» Texto escolhido:
= = = = = = =

E que tal os miúdos terem tempo para olhar para o mundo, ler jornais, ou mesmo uns livros - indicados, sim, pelos professores, que depois até podiam debater com eles ou com os pais (orientados por eles)? Ou ver séries de TV e filmes bons, em que há tanto para aprender? A obsessão da produtividade, este ensino reprodutivo - decora, mostra, é avaliado - sempre foi mau em tempos normais, agora é tonto. Esperemos que os professores, na sua boa vontade, afinem a experiência, na próxima semana.
2. O tempo dos media
Os meios de comunicação social estão num processo esquizofrénico por estes dias: são convocados pelos leitores mais do que nunca e veem as suas receitas encolher de dia para dia. Isto acontece porque a maior parte deles depende da publicidade, em queda, e das receitas de vendas em bancas, agora fechadas. A maior parte dos que estavam a fazer o caminho do financiamento direto nos leitores - com subscrições e assinaturas - abriram os seus conteúdos, tornando-os grátis por serviço público, mas perdendo essa fonte.

= = = = = = =

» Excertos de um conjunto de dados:

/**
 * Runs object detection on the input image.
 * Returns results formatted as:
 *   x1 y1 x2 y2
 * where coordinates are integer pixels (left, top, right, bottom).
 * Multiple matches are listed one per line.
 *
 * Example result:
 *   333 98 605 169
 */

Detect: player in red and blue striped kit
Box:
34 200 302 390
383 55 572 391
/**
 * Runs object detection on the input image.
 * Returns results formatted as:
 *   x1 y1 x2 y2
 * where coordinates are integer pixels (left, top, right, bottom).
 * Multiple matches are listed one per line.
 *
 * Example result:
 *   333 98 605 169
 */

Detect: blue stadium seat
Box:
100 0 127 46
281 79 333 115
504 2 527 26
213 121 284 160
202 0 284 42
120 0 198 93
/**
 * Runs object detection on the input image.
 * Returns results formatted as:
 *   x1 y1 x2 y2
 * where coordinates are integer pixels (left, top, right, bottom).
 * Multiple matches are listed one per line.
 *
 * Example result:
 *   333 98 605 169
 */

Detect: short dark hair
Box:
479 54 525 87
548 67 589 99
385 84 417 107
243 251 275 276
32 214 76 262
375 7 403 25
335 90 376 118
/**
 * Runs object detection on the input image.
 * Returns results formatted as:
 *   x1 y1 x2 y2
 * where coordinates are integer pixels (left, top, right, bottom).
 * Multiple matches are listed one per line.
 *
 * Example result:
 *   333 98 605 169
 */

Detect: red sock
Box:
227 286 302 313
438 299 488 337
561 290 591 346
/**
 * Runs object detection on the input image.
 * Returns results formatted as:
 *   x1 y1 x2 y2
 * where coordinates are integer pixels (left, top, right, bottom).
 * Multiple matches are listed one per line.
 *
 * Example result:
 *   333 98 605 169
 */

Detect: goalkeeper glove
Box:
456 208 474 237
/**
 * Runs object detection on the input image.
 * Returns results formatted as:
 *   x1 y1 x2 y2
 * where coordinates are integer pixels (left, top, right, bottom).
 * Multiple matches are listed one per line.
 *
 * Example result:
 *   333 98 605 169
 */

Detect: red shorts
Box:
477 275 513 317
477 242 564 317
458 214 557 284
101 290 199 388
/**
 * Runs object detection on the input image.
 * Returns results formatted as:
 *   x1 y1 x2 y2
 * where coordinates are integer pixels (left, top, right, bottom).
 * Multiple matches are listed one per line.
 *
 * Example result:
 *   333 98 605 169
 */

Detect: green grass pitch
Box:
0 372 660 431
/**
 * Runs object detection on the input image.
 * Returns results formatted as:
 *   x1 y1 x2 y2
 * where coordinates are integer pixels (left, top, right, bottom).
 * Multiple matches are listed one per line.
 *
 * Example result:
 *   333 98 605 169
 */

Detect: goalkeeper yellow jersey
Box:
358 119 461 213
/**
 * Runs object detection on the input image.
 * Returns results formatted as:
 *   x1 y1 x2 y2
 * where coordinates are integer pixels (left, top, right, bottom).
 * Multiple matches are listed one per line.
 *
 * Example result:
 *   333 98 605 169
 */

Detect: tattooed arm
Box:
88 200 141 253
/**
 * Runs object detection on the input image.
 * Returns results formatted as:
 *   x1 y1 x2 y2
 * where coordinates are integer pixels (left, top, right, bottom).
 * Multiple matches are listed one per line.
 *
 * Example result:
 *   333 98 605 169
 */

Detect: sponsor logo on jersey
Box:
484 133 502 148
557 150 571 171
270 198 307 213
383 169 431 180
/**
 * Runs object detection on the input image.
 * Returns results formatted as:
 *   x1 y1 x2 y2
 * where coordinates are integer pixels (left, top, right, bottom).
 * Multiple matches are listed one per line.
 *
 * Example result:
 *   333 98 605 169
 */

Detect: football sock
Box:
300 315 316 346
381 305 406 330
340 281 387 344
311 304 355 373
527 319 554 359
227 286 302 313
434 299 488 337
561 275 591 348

= = = = = = =

» O que fazer: No texto escolhido, o ensino reprodutivo é descrito entre travessões. Indica todos os passos desse ensino que aí aparecem.

» Solução: decora; mostra; é avaliado